▶ **Directions**: Where a line of the records holds the string "dark", copy that line.

▶ **Exercise materials**:
══════════════════════════════

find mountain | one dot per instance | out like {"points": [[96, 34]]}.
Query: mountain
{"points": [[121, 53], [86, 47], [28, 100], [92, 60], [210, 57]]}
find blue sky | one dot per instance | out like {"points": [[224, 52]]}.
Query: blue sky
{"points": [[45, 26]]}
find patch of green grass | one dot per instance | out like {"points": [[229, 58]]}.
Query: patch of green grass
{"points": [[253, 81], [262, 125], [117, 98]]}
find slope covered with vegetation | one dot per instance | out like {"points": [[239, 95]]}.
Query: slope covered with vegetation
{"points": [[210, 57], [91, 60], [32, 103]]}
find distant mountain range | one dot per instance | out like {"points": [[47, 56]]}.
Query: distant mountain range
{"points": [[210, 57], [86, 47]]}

══════════════════════════════

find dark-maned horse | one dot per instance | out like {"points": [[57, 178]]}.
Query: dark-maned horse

══════════════════════════════

▶ **Exercise output**:
find dark-maned horse | one dot per instance | out like {"points": [[57, 178]]}.
Query: dark-maned horse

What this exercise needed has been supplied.